* [Tasks to perform]:
(a) From the logistic regression article below, copy the passage from "This work is" to "with multiclass targets." word for word.
(b) According to the logistic regression article below, why was L2 regularization chosen, and what penalty does it add?

Logistic Regression and the Feature Scaling Ensemble

A new groove toward optimality for linear classification

Dr. Dave Guggenheim
Towards Data Science

--

Photo by Josh Sorenson on Unsplash

Principle Researcher: Dave Guggenheim / Contributor: Utsav Vachhani

The Down Beat

This work is a continuation of our earlier research into feature scaling (see here: The Mystery of Feature Scaling is Finally Solved | by Dave Guggenheim | Towards Data Science). In this project, we’ll examine the effect of 15 different scaling methods across 60 datasets using ridge-regularized logistic regression.

We will show how powerful regularization can be, with the accuracy of many datasets unaffected by the choice of feature scaling. But, as with the original work, feature scaling ensembles offer dramatic improvements, in this case especially with multiclass targets.

Model Definition

We chose the L2 (ridge or Tikhonov-Miller) regularization for logistic regression to satisfy the scaled data requirement. It adds a penalty that is the sum of the squared value of the coefficients. This is particularly useful in dealing with multicollinearity and considers variable importance when penalizing less significant variables in the model.

* [Entries supplied]:
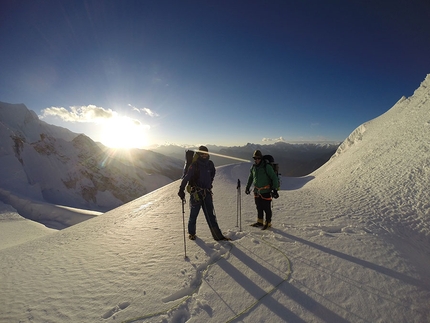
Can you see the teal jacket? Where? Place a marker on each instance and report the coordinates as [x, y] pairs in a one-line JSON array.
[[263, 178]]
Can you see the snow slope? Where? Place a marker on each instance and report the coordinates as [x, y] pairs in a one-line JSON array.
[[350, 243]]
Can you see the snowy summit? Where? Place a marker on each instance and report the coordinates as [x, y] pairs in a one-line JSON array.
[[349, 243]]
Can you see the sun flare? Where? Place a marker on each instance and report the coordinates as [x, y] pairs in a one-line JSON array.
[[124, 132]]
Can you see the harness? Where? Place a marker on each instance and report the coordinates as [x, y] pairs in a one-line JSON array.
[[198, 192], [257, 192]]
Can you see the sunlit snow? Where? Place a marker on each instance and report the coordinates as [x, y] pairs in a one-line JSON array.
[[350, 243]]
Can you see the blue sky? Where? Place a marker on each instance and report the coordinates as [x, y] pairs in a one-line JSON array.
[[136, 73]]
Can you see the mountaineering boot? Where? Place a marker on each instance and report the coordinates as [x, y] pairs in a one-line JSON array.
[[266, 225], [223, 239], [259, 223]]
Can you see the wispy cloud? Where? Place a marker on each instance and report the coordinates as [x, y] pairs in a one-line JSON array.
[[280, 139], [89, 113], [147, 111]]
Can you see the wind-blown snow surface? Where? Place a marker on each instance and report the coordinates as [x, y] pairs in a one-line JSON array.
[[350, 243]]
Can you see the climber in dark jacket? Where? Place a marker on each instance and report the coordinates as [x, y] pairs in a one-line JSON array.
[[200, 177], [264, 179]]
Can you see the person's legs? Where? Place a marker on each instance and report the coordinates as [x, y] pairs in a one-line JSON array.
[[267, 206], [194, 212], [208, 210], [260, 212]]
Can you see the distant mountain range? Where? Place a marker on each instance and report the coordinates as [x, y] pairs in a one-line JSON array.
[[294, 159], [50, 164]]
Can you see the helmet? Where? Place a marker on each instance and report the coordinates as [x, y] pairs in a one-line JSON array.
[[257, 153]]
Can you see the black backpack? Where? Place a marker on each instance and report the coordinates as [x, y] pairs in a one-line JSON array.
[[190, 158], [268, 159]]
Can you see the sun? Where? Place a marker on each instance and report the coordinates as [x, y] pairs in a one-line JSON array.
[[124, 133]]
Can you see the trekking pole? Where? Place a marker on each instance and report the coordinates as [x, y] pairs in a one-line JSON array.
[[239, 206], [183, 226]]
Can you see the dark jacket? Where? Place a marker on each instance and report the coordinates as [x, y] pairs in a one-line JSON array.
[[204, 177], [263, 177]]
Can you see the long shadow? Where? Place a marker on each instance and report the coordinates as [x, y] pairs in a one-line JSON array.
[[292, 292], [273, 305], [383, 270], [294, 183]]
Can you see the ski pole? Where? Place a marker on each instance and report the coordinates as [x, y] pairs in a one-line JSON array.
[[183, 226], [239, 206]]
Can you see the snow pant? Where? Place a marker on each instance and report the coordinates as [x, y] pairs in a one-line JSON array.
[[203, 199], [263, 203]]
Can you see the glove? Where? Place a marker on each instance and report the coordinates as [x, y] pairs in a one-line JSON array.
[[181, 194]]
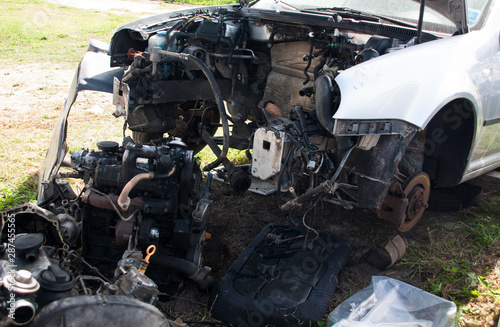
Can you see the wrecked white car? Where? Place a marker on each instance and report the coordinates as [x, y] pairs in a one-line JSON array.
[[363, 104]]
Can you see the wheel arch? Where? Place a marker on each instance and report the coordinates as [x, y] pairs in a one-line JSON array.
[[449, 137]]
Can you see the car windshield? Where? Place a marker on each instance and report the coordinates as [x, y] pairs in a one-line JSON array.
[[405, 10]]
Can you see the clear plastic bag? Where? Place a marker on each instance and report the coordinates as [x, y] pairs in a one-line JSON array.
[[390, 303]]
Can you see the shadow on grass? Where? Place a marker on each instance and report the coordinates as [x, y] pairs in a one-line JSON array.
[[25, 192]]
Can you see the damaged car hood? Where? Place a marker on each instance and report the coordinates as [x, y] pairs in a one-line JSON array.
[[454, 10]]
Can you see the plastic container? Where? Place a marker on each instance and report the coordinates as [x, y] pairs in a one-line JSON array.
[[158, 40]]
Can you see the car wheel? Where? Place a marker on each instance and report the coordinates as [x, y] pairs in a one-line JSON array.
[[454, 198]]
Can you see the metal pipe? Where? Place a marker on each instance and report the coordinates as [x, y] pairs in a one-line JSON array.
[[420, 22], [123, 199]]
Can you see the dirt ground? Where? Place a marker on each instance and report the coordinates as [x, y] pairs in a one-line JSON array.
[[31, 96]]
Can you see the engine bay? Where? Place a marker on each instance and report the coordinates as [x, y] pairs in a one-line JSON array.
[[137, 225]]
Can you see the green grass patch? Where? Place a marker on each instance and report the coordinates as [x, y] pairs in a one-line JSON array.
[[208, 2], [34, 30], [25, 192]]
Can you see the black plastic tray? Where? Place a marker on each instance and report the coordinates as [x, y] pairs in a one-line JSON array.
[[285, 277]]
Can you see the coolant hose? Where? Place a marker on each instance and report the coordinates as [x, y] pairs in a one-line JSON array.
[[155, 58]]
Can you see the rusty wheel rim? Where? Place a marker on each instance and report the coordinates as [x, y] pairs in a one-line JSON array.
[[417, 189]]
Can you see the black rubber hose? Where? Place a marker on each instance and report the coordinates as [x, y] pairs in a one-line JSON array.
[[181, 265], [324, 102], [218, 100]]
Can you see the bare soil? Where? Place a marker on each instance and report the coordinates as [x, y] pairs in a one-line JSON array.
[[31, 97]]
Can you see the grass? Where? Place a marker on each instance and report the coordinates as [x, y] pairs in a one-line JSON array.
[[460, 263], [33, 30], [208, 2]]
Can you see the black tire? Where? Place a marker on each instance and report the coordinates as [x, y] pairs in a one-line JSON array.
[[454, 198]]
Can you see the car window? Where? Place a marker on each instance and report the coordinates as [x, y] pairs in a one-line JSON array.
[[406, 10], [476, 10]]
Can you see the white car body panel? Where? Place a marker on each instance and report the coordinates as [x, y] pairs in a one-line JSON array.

* [Solutions]:
(a)
This work is a continuation of our earlier research into feature scaling (see here: The Mystery of Feature Scaling is Finally Solved | by Dave Guggenheim | Towards Data Science). In this project, we’ll examine the effect of 15 different scaling methods across 60 datasets using ridge-regularized logistic regression.

We will show how powerful regularization can be, with the accuracy of many datasets unaffected by the choice of feature scaling. But, as with the original work, feature scaling ensembles offer dramatic improvements, in this case especially with multiclass targets.

(b) L2 (ridge or Tikhonov-Miller) regularization was chosen to satisfy the scaled data requirement. It adds a penalty equal to the sum of the squared values of the coefficients.